Problem:
Exactly and without additions, transcribe the line that contains "respond with coords" and every line after it in the data.

Records for processing:

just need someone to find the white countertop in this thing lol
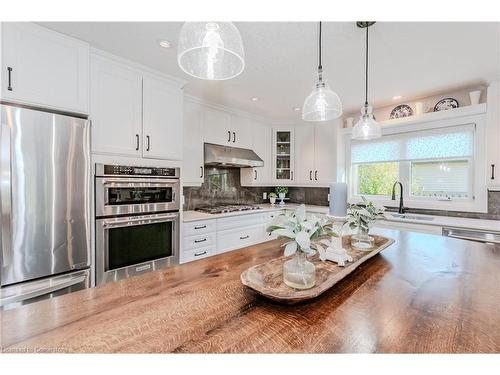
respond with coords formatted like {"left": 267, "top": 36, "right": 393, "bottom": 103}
{"left": 382, "top": 213, "right": 500, "bottom": 232}
{"left": 182, "top": 203, "right": 329, "bottom": 222}
{"left": 183, "top": 203, "right": 500, "bottom": 232}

Written solution:
respond with coords formatted like {"left": 267, "top": 36, "right": 393, "bottom": 103}
{"left": 382, "top": 213, "right": 500, "bottom": 232}
{"left": 182, "top": 203, "right": 329, "bottom": 222}
{"left": 183, "top": 203, "right": 500, "bottom": 232}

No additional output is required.